EXTRACTED TEXT:
** Start **

By the linearity of expectations, we have

\mathbb{E}\left[\mathrm{tr}(\Delta_{\nu,\mathrm{I}_{d}}^{k})\right]=(2\nu)^{-k/2}\,\mathrm{tr}\left(\mathbb{E}[(\mathbb{Y}-\nu\,\mathrm{I}_{d})^{k}]\right),\quad\text{for any }k\in\mathbb{N}.

(98)

The conclusion follows. ∎

We can also estimate the moments of Lemma 1 on various events. The lemma below is used to estimate the $\asymp\nu^{-1/2}$ errors in (86) of the proof of Theorem 6.

Lemma 2.

** End **

THE TASK: Please list every lemma or theorem that the math excerpt above refers to by number.

[Rows from a dataset]

** Start **

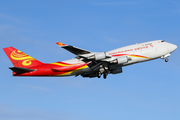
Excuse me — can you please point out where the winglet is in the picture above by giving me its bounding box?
[56,42,67,47]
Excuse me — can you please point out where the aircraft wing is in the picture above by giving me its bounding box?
[56,42,91,55]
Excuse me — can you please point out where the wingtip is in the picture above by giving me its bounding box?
[56,42,67,47]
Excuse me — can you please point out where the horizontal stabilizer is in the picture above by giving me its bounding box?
[9,67,36,74]
[56,42,91,55]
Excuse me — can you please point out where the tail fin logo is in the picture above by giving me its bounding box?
[11,50,35,66]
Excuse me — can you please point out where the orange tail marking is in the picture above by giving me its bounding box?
[3,47,43,68]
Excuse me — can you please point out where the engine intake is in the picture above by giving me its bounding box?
[111,56,131,64]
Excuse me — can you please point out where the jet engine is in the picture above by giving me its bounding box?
[88,52,107,60]
[111,56,131,64]
[111,67,122,74]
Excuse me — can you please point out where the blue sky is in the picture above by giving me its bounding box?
[0,0,180,120]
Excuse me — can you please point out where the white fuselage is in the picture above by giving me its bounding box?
[64,40,177,75]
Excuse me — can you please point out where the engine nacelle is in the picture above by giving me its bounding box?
[111,67,122,74]
[88,52,106,60]
[111,56,130,64]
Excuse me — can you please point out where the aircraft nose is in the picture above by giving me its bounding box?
[168,44,177,52]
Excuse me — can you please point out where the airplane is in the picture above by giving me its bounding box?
[3,40,177,79]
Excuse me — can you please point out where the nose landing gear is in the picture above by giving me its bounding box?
[161,54,171,62]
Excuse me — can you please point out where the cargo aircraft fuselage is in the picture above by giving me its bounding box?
[3,40,177,78]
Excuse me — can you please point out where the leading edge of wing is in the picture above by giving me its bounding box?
[56,42,91,55]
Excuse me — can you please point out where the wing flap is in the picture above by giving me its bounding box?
[56,42,91,55]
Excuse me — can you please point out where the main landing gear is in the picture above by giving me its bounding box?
[97,67,109,79]
[165,58,169,62]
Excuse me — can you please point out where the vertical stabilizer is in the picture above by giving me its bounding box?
[3,47,43,68]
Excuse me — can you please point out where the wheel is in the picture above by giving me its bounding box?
[165,58,169,62]
[98,72,102,78]
[103,74,107,79]
[103,70,108,79]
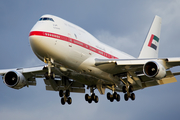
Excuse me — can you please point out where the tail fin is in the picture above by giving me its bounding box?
[138,16,161,58]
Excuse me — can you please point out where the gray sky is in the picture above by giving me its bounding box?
[0,0,180,120]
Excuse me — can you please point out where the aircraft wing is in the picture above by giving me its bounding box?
[0,65,85,93]
[95,58,180,90]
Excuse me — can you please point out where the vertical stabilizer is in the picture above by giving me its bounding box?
[139,16,161,58]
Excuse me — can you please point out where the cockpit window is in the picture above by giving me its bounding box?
[39,17,54,22]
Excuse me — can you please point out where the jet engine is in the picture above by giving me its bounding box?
[3,71,27,89]
[143,61,166,79]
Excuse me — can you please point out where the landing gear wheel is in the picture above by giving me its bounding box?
[124,94,129,101]
[91,93,96,100]
[65,90,70,97]
[122,86,127,93]
[44,72,55,80]
[88,98,92,103]
[59,90,63,97]
[67,97,72,105]
[116,94,121,102]
[50,72,55,79]
[107,92,111,100]
[85,94,89,101]
[129,85,134,93]
[94,96,99,103]
[113,92,118,99]
[131,93,135,100]
[61,98,65,105]
[110,97,114,102]
[44,72,50,80]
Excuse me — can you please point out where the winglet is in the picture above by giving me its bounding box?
[138,16,161,58]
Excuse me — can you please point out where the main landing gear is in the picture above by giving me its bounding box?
[107,92,120,102]
[59,90,72,105]
[85,88,99,103]
[122,85,135,101]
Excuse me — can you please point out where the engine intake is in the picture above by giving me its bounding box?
[3,71,26,89]
[143,61,166,79]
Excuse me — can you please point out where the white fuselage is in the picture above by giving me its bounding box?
[29,15,134,84]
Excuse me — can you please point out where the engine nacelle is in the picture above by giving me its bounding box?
[143,61,166,79]
[3,71,27,89]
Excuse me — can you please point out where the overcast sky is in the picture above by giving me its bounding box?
[0,0,180,120]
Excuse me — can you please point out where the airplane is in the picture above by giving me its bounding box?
[0,14,180,105]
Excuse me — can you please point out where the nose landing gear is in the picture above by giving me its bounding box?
[59,90,72,105]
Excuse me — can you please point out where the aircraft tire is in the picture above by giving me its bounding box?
[113,92,117,99]
[122,86,127,93]
[65,90,70,97]
[131,93,135,100]
[85,94,89,101]
[88,98,92,104]
[124,94,129,101]
[59,90,63,97]
[116,94,121,102]
[107,92,111,100]
[129,85,134,93]
[67,97,72,105]
[91,93,96,100]
[61,98,65,105]
[94,96,99,103]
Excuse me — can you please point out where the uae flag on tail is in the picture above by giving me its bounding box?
[148,34,159,50]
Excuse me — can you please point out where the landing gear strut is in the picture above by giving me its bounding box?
[122,85,135,101]
[107,92,120,102]
[85,88,99,103]
[59,90,72,105]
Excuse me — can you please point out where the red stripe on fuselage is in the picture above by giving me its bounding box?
[29,31,118,59]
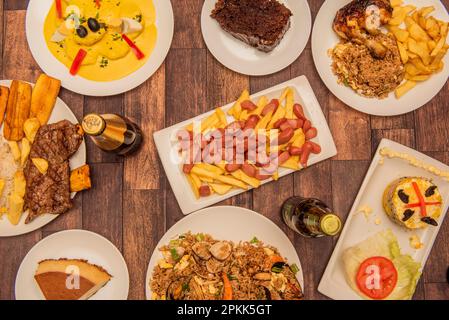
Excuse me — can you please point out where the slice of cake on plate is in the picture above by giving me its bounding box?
[34,259,112,300]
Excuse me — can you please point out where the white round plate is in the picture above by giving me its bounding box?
[312,0,449,116]
[145,206,304,300]
[26,0,174,97]
[0,80,86,237]
[201,0,312,76]
[15,230,129,300]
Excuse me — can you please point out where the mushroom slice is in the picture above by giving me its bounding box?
[192,241,212,260]
[209,241,232,261]
[206,259,223,274]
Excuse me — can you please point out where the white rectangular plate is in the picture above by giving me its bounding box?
[318,139,449,300]
[154,76,337,214]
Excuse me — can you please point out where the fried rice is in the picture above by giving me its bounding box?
[330,33,405,98]
[150,232,303,300]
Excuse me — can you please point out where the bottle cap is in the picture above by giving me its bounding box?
[320,213,341,236]
[81,113,106,136]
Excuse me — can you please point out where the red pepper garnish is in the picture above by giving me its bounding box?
[122,34,145,60]
[412,181,427,217]
[55,0,62,19]
[70,49,87,76]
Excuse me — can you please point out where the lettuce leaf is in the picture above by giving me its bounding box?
[343,230,421,300]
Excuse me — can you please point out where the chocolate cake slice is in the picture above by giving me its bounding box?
[211,0,293,52]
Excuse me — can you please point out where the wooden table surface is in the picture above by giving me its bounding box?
[0,0,449,299]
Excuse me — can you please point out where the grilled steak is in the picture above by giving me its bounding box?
[211,0,292,52]
[24,120,83,223]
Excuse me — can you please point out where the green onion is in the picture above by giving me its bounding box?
[249,237,259,244]
[271,267,282,273]
[170,248,179,261]
[290,263,299,274]
[195,233,204,241]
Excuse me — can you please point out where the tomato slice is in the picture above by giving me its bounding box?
[356,257,398,300]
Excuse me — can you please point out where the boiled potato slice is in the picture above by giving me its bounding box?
[398,42,408,64]
[394,80,416,99]
[8,141,20,161]
[23,118,41,142]
[20,137,31,167]
[8,193,25,225]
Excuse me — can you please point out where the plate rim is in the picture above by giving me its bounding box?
[145,205,305,300]
[311,0,449,117]
[14,229,130,300]
[201,0,313,76]
[25,0,175,97]
[0,79,87,239]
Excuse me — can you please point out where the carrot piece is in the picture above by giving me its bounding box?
[223,272,232,300]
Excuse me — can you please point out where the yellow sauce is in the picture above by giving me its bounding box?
[44,0,158,81]
[379,148,449,181]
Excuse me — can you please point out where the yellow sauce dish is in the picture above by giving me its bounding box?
[44,0,158,82]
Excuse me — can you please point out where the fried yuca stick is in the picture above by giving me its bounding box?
[3,80,31,141]
[0,86,9,126]
[31,74,61,126]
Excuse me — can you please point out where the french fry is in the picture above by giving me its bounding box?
[215,175,248,190]
[0,86,9,126]
[395,80,416,99]
[186,173,201,199]
[20,137,31,167]
[231,169,260,188]
[209,183,232,195]
[3,80,31,141]
[30,74,61,126]
[70,164,92,192]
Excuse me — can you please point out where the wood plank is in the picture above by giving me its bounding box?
[4,0,29,10]
[424,152,449,282]
[424,283,449,300]
[84,95,124,163]
[165,49,206,227]
[83,163,123,250]
[2,11,41,82]
[0,231,41,300]
[124,65,165,190]
[415,82,449,151]
[291,48,330,118]
[172,0,205,49]
[294,160,333,300]
[371,129,415,155]
[329,94,371,160]
[371,113,415,129]
[123,189,165,300]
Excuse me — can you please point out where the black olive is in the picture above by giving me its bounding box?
[87,18,100,32]
[76,26,87,38]
[421,217,438,227]
[426,186,437,197]
[398,189,409,203]
[402,209,415,222]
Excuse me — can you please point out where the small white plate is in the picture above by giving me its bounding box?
[318,139,449,300]
[145,206,304,300]
[15,230,129,300]
[312,0,449,116]
[0,80,86,237]
[154,76,337,214]
[26,0,174,97]
[201,0,312,76]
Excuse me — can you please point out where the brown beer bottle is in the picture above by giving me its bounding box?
[81,113,142,156]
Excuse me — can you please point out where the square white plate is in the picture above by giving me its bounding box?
[318,139,449,300]
[154,76,337,214]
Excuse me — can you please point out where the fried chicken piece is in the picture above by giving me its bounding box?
[333,0,393,59]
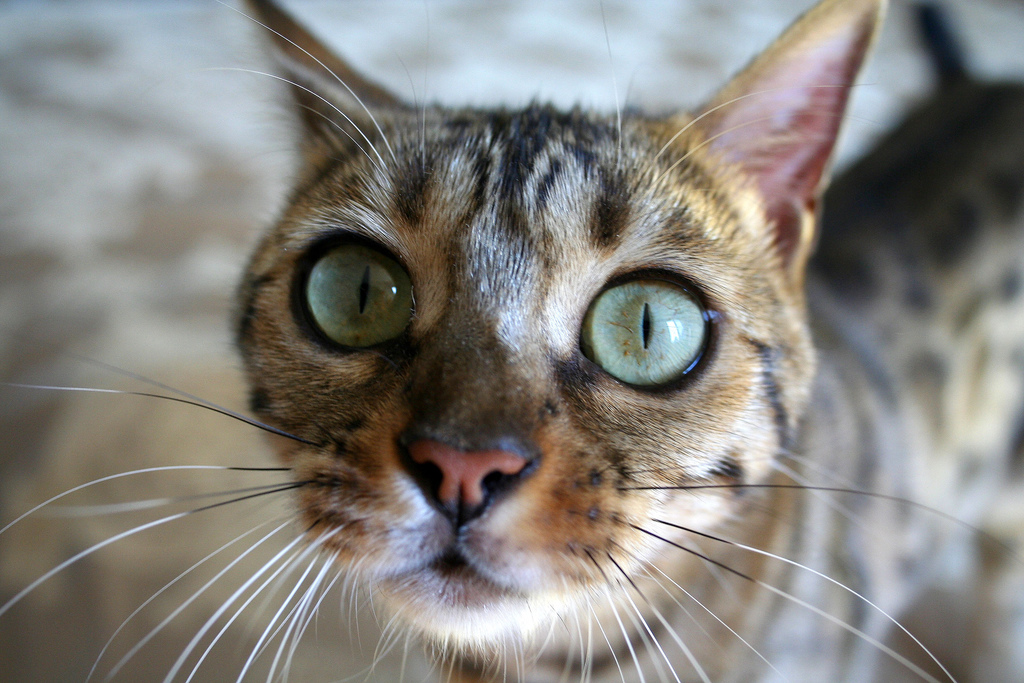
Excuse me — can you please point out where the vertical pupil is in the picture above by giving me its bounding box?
[359,265,370,313]
[641,303,651,348]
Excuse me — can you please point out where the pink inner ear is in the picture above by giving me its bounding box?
[698,11,873,263]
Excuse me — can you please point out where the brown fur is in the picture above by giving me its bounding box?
[240,0,879,675]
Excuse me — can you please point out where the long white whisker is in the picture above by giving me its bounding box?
[601,0,622,161]
[604,586,647,683]
[0,465,291,536]
[208,67,386,176]
[587,600,626,683]
[0,493,294,616]
[237,527,335,683]
[45,482,293,518]
[651,519,955,683]
[217,0,398,166]
[192,532,327,683]
[164,525,303,683]
[104,521,291,681]
[85,520,278,683]
[285,557,341,671]
[650,564,785,679]
[264,540,344,683]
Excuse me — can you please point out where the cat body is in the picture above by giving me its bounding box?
[2,0,1024,682]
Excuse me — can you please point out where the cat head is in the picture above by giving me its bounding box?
[239,0,881,648]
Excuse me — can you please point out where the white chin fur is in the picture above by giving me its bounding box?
[377,570,562,650]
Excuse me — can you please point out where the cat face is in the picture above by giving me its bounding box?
[239,2,878,648]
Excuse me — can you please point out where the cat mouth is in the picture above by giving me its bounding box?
[382,545,522,612]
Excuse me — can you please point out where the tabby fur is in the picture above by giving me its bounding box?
[2,0,1024,683]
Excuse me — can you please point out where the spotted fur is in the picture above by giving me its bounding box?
[222,0,1024,681]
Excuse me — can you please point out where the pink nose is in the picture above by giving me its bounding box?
[409,440,528,508]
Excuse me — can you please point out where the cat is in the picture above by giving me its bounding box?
[0,0,1022,681]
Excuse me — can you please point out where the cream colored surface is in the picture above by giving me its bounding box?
[0,0,1024,682]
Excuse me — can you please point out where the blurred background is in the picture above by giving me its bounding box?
[0,0,1024,683]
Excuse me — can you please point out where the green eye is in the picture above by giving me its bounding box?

** End **

ANSWER FOR THE TASK: Lemma 1, Theorem 6, Lemma 2